Assignment >>
Below are the records. Gather each line that holds "tomato".

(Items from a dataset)
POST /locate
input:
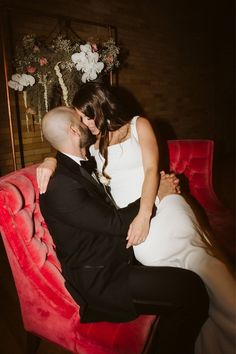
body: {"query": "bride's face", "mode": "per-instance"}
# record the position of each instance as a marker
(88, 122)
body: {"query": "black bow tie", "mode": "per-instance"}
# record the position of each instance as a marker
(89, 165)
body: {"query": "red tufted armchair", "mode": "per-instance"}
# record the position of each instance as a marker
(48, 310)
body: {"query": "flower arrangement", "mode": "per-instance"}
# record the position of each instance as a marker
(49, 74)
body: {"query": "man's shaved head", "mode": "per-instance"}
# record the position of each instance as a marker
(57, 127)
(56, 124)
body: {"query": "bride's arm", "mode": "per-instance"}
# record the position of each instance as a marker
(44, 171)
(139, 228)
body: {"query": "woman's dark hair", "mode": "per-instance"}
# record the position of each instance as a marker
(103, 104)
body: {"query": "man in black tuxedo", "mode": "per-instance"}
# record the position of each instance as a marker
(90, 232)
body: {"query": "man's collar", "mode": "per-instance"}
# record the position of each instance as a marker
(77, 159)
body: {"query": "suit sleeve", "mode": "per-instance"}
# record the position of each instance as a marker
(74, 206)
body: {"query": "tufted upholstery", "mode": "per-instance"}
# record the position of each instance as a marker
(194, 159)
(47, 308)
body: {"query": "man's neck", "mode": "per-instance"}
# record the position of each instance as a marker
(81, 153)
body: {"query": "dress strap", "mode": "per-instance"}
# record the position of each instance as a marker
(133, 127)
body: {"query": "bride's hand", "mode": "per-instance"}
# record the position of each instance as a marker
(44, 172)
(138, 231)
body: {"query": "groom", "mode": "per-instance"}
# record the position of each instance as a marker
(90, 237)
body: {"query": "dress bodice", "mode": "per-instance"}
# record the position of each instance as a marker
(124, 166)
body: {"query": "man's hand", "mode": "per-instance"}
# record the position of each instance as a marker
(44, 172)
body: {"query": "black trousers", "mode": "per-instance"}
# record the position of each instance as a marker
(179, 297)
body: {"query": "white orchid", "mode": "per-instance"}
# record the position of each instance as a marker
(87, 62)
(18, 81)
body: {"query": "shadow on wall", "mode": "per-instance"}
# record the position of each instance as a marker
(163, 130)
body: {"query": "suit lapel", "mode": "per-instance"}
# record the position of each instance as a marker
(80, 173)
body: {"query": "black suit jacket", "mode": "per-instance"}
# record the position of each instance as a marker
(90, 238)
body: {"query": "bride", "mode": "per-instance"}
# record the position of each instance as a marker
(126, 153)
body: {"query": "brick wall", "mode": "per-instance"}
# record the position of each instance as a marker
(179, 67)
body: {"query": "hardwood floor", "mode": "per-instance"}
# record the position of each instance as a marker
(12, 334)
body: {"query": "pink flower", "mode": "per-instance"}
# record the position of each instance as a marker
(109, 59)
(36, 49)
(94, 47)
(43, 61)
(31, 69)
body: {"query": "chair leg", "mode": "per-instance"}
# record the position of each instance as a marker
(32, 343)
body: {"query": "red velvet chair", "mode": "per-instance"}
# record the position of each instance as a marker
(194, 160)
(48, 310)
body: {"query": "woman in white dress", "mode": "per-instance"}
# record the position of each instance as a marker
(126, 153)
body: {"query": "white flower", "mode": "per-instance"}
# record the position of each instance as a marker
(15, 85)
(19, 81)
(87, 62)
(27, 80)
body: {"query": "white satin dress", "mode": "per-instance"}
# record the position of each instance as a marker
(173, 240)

==

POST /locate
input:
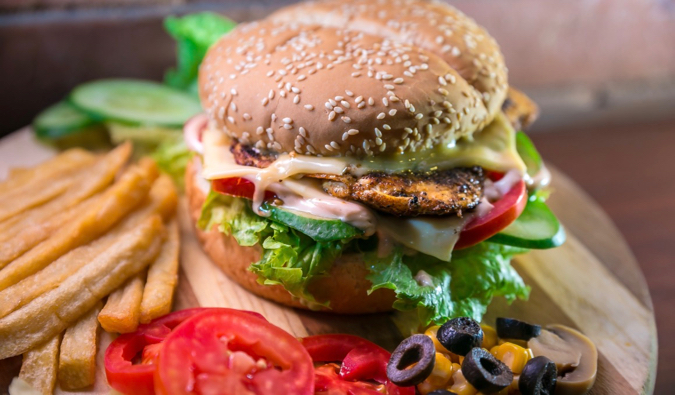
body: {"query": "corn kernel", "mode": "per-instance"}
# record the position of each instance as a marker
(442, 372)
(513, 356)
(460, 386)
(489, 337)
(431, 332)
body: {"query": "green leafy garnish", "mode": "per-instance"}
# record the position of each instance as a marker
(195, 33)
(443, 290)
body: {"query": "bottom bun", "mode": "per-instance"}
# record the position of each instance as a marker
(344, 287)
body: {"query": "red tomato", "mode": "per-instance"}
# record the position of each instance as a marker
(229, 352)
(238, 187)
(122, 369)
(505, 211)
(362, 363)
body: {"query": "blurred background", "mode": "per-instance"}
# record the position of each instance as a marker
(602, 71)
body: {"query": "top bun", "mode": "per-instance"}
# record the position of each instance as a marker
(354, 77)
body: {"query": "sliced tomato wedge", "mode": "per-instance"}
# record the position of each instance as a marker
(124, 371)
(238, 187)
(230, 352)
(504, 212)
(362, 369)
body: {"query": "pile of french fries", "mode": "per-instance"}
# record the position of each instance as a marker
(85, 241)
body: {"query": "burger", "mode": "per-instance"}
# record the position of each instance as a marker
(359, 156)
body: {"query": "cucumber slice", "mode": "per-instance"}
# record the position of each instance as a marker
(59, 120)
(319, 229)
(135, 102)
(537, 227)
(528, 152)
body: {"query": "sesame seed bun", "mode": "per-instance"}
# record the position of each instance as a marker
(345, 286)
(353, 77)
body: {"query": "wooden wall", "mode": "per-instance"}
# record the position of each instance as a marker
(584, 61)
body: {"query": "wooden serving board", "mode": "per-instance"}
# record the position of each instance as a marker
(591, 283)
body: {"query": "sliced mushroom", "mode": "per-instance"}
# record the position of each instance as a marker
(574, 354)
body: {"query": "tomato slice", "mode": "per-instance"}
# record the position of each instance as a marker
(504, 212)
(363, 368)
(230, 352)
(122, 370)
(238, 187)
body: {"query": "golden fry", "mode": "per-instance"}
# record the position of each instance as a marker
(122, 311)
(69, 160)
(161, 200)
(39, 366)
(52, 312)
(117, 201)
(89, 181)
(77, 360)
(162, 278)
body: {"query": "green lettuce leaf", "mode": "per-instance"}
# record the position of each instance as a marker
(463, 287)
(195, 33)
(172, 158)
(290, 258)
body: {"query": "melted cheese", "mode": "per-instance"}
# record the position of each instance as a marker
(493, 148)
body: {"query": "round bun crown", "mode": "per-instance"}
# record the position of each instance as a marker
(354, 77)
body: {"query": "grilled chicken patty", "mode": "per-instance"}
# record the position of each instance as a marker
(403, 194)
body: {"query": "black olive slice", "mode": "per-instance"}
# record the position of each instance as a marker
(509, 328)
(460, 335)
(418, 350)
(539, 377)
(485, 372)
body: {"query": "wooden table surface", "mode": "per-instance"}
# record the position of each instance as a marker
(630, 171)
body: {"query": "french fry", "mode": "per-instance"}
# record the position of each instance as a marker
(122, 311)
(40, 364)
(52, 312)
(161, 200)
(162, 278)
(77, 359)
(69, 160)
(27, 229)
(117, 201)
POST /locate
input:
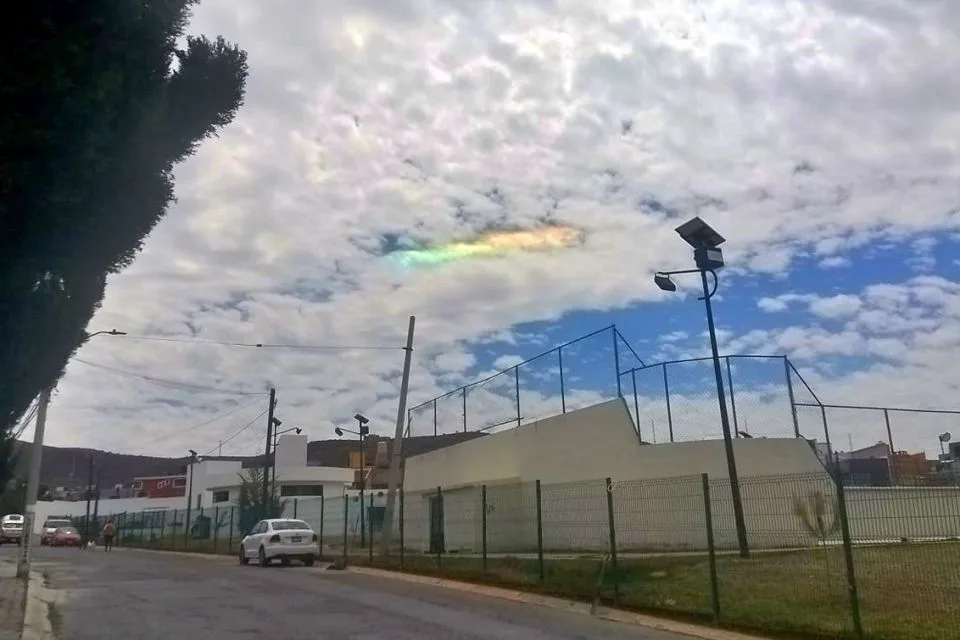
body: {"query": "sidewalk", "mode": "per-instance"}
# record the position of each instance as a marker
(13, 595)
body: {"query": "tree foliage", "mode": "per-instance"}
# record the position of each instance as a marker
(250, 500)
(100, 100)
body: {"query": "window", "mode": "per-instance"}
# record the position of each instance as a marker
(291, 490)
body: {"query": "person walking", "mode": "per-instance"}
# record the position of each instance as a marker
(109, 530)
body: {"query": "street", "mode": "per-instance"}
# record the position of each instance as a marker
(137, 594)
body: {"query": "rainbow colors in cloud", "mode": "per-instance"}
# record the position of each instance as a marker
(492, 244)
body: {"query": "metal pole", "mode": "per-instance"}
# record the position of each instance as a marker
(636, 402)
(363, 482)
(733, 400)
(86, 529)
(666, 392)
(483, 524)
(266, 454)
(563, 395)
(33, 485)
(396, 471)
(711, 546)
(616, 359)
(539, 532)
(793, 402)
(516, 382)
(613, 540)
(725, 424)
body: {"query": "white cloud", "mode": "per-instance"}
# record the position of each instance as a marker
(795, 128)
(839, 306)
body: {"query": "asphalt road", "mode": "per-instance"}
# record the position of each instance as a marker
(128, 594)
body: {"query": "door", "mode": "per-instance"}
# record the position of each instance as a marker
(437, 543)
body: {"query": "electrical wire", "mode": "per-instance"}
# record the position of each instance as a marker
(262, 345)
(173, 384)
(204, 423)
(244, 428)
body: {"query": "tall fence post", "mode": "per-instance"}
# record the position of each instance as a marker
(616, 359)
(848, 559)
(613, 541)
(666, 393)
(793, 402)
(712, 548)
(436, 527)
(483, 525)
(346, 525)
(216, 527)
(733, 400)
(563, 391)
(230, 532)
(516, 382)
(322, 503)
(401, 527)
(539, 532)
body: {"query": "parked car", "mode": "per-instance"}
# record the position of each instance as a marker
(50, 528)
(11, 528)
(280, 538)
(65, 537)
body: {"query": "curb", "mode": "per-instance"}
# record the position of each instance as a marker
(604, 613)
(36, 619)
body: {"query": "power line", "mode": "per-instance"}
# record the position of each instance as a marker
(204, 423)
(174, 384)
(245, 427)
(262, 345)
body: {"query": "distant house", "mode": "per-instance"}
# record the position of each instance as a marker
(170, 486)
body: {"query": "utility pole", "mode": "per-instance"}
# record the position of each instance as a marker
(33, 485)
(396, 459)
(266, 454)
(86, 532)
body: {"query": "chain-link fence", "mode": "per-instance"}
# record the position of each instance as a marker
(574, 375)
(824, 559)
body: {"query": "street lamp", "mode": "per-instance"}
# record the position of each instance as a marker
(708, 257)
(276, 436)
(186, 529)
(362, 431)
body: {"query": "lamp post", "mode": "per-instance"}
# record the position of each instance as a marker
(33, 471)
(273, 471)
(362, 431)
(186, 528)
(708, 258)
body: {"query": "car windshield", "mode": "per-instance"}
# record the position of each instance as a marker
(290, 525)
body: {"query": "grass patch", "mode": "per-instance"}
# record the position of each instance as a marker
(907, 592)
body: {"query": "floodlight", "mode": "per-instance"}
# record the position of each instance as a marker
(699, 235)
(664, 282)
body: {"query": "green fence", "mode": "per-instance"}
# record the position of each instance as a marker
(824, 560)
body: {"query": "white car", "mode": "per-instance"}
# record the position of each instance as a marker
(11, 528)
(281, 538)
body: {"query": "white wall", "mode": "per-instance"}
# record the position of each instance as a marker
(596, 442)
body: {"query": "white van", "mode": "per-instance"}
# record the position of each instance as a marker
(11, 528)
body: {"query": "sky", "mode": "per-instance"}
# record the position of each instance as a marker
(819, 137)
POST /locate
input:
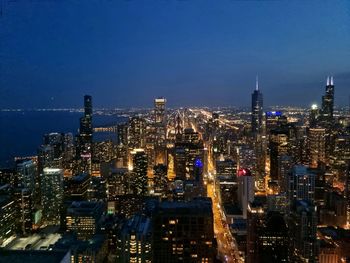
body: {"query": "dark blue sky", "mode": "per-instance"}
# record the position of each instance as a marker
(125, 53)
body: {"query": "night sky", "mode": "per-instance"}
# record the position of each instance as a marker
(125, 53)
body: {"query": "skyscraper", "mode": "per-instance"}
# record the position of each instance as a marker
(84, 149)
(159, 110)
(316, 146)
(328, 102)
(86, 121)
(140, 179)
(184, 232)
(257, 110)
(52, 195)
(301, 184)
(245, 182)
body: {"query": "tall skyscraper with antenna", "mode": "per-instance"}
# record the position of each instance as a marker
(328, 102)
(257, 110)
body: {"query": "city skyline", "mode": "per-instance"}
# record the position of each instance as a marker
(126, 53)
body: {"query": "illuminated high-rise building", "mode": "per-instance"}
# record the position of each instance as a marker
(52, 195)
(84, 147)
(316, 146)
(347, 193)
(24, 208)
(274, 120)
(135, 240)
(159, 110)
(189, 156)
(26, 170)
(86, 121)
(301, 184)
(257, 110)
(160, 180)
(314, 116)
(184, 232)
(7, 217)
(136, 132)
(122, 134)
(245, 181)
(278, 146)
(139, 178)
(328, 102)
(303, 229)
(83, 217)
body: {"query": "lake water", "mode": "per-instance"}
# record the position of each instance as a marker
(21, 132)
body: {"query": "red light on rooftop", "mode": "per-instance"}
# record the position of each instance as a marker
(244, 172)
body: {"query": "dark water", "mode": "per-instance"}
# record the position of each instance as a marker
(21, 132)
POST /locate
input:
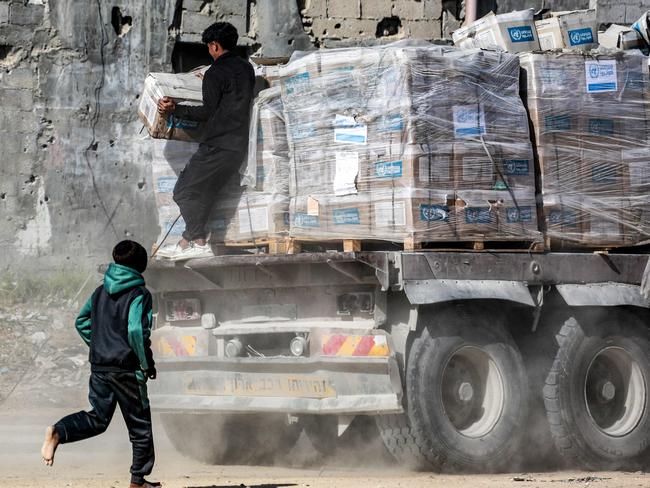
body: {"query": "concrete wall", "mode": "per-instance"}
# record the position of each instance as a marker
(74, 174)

Written response >>
body: {"query": "red tomato", "mode": "per-instance"}
body: {"query": "sliced tomato wedge", "mode": "per-instance"}
body: {"query": "tomato slice", "mode": "per-instance"}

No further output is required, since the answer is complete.